**Entries shown:**

============

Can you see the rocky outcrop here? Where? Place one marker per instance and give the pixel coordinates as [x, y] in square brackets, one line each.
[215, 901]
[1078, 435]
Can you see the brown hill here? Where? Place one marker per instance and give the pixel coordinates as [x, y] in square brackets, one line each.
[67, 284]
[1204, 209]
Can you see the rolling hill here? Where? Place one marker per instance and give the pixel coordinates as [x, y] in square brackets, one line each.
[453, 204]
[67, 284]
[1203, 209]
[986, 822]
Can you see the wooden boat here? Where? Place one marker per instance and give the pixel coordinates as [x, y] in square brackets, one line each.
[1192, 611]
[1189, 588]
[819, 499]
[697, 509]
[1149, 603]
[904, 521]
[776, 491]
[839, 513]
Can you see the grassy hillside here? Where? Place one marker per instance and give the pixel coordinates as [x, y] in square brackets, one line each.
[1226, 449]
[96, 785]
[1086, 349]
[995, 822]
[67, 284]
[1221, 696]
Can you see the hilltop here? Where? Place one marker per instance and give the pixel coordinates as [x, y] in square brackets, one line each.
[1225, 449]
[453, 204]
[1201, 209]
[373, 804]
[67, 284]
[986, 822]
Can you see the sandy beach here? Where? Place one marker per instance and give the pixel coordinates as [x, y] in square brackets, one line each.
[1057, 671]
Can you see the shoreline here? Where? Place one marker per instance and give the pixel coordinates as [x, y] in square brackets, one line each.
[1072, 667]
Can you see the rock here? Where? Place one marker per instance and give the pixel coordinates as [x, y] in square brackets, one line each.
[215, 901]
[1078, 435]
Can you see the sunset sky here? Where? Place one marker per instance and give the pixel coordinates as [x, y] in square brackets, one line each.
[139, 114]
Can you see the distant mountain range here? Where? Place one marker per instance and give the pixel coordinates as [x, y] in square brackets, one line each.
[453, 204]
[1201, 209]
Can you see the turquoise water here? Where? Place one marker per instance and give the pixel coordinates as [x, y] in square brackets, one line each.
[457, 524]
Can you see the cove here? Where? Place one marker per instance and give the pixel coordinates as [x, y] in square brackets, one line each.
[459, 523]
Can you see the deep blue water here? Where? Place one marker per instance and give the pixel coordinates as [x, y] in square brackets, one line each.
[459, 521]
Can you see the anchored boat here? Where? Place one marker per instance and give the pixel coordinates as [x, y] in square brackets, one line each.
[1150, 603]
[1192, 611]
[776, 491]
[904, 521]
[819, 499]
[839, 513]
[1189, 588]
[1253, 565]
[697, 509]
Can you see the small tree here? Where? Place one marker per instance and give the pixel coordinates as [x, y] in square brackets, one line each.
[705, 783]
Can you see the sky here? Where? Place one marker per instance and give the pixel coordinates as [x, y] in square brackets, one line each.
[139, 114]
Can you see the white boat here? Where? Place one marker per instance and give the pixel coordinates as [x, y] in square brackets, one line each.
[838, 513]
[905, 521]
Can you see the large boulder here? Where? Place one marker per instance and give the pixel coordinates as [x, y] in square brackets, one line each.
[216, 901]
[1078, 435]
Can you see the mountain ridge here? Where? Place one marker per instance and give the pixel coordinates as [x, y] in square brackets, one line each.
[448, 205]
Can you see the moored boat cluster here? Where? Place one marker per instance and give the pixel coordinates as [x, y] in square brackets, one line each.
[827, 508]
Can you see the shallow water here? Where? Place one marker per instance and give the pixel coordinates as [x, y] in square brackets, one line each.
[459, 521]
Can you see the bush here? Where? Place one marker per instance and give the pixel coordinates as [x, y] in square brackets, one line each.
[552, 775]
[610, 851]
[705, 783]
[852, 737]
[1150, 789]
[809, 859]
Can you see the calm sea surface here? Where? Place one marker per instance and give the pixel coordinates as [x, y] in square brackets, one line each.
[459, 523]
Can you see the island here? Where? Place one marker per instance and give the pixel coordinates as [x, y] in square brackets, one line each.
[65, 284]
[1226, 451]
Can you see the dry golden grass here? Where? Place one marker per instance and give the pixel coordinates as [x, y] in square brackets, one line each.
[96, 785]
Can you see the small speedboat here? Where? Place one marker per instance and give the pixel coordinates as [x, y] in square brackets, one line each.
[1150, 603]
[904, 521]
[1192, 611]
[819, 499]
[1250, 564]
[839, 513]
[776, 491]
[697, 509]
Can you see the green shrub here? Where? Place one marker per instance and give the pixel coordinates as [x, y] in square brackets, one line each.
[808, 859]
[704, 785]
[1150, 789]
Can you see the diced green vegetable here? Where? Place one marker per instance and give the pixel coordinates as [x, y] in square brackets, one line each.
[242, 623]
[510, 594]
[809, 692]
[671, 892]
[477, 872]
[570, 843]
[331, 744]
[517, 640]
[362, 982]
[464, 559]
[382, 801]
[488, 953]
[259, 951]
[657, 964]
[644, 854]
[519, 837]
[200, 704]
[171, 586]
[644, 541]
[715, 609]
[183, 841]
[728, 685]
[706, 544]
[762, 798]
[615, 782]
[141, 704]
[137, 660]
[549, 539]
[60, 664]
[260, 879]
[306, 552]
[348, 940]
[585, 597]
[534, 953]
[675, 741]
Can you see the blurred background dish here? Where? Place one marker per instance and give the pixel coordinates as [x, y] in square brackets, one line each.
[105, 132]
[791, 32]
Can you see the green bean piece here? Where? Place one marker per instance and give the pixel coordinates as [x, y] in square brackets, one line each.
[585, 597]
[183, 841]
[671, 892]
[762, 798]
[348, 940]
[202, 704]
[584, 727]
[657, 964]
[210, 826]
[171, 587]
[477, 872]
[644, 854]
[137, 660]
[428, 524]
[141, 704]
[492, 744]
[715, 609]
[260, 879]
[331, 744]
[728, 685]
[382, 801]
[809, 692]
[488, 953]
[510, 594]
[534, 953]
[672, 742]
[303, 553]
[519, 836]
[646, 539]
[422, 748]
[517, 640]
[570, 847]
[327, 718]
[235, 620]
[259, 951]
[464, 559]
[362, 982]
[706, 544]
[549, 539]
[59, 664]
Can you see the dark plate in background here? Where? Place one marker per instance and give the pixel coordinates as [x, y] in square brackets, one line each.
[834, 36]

============

**Your goal:** Retype the entire listing above, line for line, without changing a single character.

**Response to the exercise:**
Can you see the rocky outcrop here? Where? Place one marker per instance and give the pixel coordinates as [x, y] in square brackets, one line each.
[215, 901]
[1078, 435]
Can you see the brown hill here? Where? Place one marker per instance and give the pixel coordinates as [x, y] in square brackets, one line each.
[67, 284]
[1204, 209]
Can you see the rolling hill here? Where? Place one marker per instance and give the pixel coordinates as [x, y] in square brackets, one line each.
[453, 204]
[67, 284]
[1203, 209]
[986, 822]
Can you see the wooden boat here? Where? Place one marker per instance and give the pixel coordinates as [x, y] in square brackets, one line each.
[1192, 611]
[1189, 588]
[819, 499]
[697, 509]
[1149, 603]
[904, 521]
[776, 491]
[839, 513]
Can you see the grassy hillside here? Where? Place one marker per instance and give the pixel coordinates as [x, y] in square brackets, one line each.
[1226, 449]
[96, 785]
[1086, 349]
[995, 822]
[67, 284]
[1221, 696]
Can you see the hilltop here? Where? Place one marker per instance and give the pixel coordinates as [x, y] in square brackets, one line each.
[1225, 449]
[453, 204]
[1201, 209]
[373, 804]
[67, 284]
[986, 822]
Can you see the sandy beach here? Where? Place one marker per instance and give the pixel coordinates as [x, y] in square brackets, one line each.
[1057, 671]
Can you see the shoreline here? Where? Place one marker per instance and give the pixel coordinates as [x, y] in square brackets, one line each.
[1072, 667]
Can you see the rock here? Where? Place one marker per instance and give the pixel coordinates as [x, y] in square brackets, one line each.
[215, 901]
[1078, 435]
Can you see the sunset sky here? Where? Place one marker per instance and give the pixel coordinates as [x, y] in square brackets, one line each.
[139, 114]
Can you see the distant mountain range here? Where? Place one marker per instance and give the pixel coordinates as [x, y] in square brackets, one line each.
[453, 204]
[1201, 209]
Can you see the turquoise water here? Where? Place one marker per instance and give the pixel coordinates as [x, y] in square brackets, one line each.
[457, 524]
Can you see the cove here? Where? Place one marker per instance and give the pixel coordinates as [x, y] in square brackets, one line each.
[459, 523]
Can you see the deep blue water here? Where? Place one marker per instance and give the pixel coordinates as [x, y] in square brackets, one line each.
[459, 521]
Can you see the anchored boat here? Where? Place one marker per instance and give the pixel coordinates as [x, y] in square brackets, one line each.
[1150, 603]
[1192, 611]
[776, 491]
[904, 521]
[819, 499]
[839, 513]
[1189, 588]
[1253, 565]
[697, 509]
Can you see the small tree here? Where? Place one marker per instance and give the pixel coordinates as [x, y] in square brackets, one line each.
[705, 783]
Can you see the sky here? Where? Place one marker per instance and give the pixel coordinates as [x, y] in square brackets, one line each.
[139, 114]
Can you see the white boat here? Where? Place one marker per instance and give the pixel coordinates as [x, y] in square brackets, one line each.
[838, 513]
[905, 521]
Can you see the large boulder here? Where? Place one marker per instance and give the pixel coordinates as [x, y] in square brackets, one line each.
[216, 901]
[1078, 435]
Can you see the mountain ridge here? Where? Place one marker per instance and give the pixel coordinates as [x, y] in square brackets, one line each.
[448, 205]
Can you see the moored boat cluster here? Where? Place one marker per instance and give the pixel coordinates as [x, y] in square brackets, one line each.
[827, 508]
Can you see the shallow water here? Where? Place one marker per instance and give the pixel coordinates as [x, y] in square brackets, one line each.
[459, 521]
Can you see the bush here? Where? Place one marker per instance and give the pixel coordinates as [x, y] in square brackets, one line each.
[552, 775]
[610, 851]
[705, 783]
[852, 737]
[1150, 789]
[809, 859]
Can you see the calm sea surface here? Where? Place one marker per instance and give the pixel coordinates as [x, y] in square brackets, one line each.
[459, 523]
Can you see the island here? Where? Place one marker per instance and give the pixel coordinates as [x, y] in square brackets, one line each.
[65, 284]
[1226, 451]
Can you see the dry golden grass here? Where? Place one marker per instance and give the pixel coordinates as [x, y] in square brackets, one line each.
[96, 785]
Can you see the small speedboat here? Where? Place one marker per instance and give the pixel coordinates as [x, y] in square brackets, one line each.
[1150, 603]
[904, 521]
[1192, 611]
[819, 499]
[1250, 564]
[839, 513]
[776, 491]
[697, 509]
Can you see the green shrub here? Where? Place one marker per instance and give the pixel coordinates as [x, y] in square brackets, one line each.
[808, 859]
[704, 785]
[1150, 789]
Can you see the diced green vegetable here? Where? Place one marker per instance and give the pixel coordinates as [x, y] in square brackets, one line each.
[242, 623]
[510, 594]
[809, 692]
[671, 892]
[477, 872]
[570, 843]
[331, 744]
[517, 640]
[362, 982]
[464, 559]
[382, 801]
[488, 953]
[259, 951]
[657, 964]
[644, 854]
[519, 837]
[200, 704]
[171, 586]
[644, 541]
[715, 609]
[183, 841]
[728, 685]
[706, 544]
[762, 798]
[615, 782]
[141, 704]
[137, 660]
[549, 539]
[60, 664]
[260, 879]
[306, 552]
[348, 940]
[585, 597]
[534, 953]
[675, 741]
Can you see the blurred background dish here? Where? Place one marker per instance and give the pixel coordinates as [x, y] in square brackets, one line each.
[105, 132]
[791, 32]
Can you see the green bean piece here? Where? Place one marker per instance and give the pixel coordinates as [x, y] in square brackets, one line each.
[585, 597]
[183, 841]
[671, 892]
[762, 798]
[348, 940]
[202, 704]
[584, 727]
[657, 964]
[210, 826]
[171, 587]
[477, 872]
[644, 854]
[137, 660]
[428, 524]
[141, 704]
[492, 744]
[715, 609]
[260, 879]
[331, 744]
[728, 685]
[382, 801]
[809, 692]
[488, 953]
[510, 594]
[534, 953]
[672, 742]
[303, 553]
[519, 836]
[646, 539]
[422, 748]
[517, 640]
[570, 847]
[327, 718]
[235, 620]
[259, 951]
[464, 559]
[362, 982]
[706, 544]
[549, 539]
[59, 664]
Can you see the dark plate in background here? Where? Place one marker per instance and give the pixel coordinates as [x, y] in square brackets, one line each.
[834, 36]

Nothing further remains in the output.